__WHAT IS BEING ASKED__:
Copy all of the entries below word for word, leaving out the pictures.

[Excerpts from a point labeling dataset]
═══
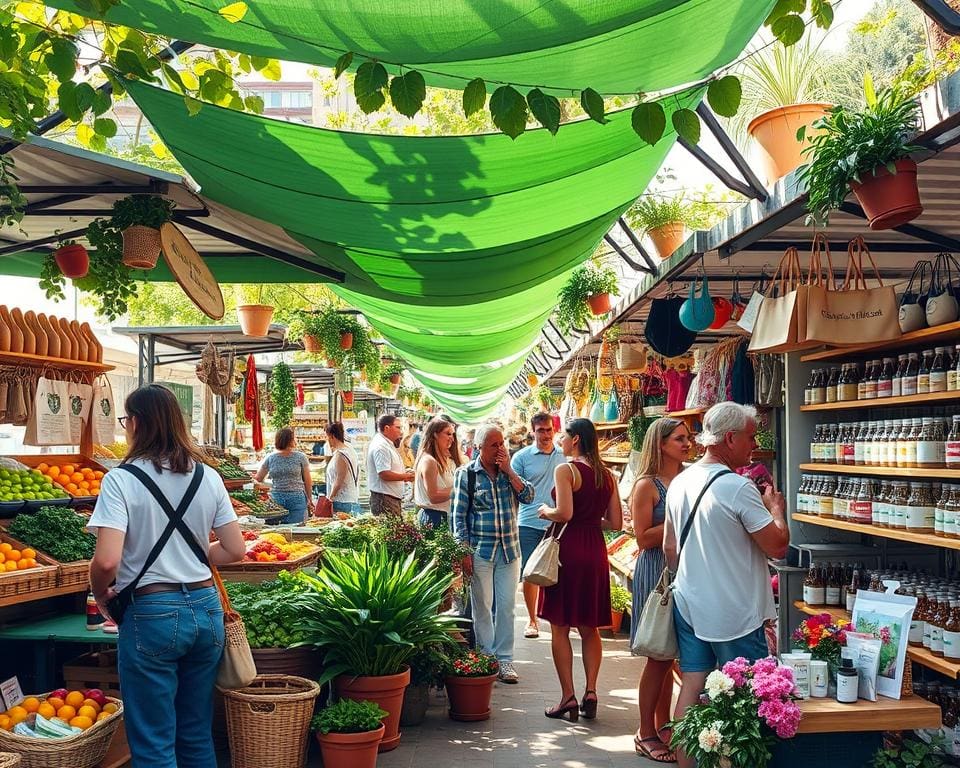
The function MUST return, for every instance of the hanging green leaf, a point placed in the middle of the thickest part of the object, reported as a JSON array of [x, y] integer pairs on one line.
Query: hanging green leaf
[[592, 103], [686, 124], [508, 109], [474, 96], [545, 108], [234, 12], [724, 95], [343, 64], [649, 121], [407, 93]]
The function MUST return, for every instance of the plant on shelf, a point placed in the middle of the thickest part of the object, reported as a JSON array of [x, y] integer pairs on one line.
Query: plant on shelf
[[586, 292], [867, 151]]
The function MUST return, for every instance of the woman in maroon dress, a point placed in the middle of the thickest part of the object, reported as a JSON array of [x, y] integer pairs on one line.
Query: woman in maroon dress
[[587, 501]]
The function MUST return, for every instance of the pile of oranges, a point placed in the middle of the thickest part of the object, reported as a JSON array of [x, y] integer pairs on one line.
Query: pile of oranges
[[81, 709], [13, 559], [78, 481]]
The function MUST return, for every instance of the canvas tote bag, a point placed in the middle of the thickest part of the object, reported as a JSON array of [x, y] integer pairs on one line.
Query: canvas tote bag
[[854, 314]]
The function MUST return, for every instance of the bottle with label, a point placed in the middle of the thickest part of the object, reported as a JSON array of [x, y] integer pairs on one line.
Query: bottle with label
[[814, 592]]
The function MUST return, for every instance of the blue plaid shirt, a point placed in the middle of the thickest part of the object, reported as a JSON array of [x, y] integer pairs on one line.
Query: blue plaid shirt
[[493, 520]]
═══
__COMPLETE ANSWER__:
The function MUST return, for every instance of the hanging green leaf, a point placed in the middle of the thickest part of the object, reported as a JSON array of [x, y] integer pairs on one line.
Query: hanging green leaf
[[592, 103], [686, 124], [508, 109], [474, 96], [545, 108], [234, 12], [724, 95], [343, 64], [649, 121], [407, 93]]
The function MUST return, for every instance of the plant on shelf, a point placed in the middle of the thickest part of the object, reported as a JSON array of [x, y] integer pairs on one line.
Query: plant on shelf
[[586, 292], [867, 151]]
The function MUST return, for every instance of the woman in maroon dress, a point placed in the middle of the thickest part of the object, reported as a JSON array of [x, y] integer pairs on one line.
Query: woman in maroon dress
[[587, 501]]
The function MUST return, for every instance of the pile of oranges, a point placed in the middle of the thickest part of the object, reported as a JSON array of [x, y] integer pairs on one line.
Query: pile of oranges
[[81, 709], [13, 559], [78, 481]]
The function MUST return, for every instance of the canvas tote bag, a point placed in the middle of the thickest part of the object, reported as a JSON array of [x, y] integer pairs on one line.
Query: canvas tote bag
[[854, 314]]
The function MUST return, for every instance of the bottle with label, a point placed in the middle of the thickest part of the object, reported as a JSON array of [x, y] integer pairs on one line.
Query: bottle with label
[[814, 592]]
The function MUST return, for every instance of the blue plaid shirt, a point placed in the middle of the thickest part of the object, reported as a JSON array of [x, y] integer pairs on one line.
Query: blue plaid shirt
[[493, 520]]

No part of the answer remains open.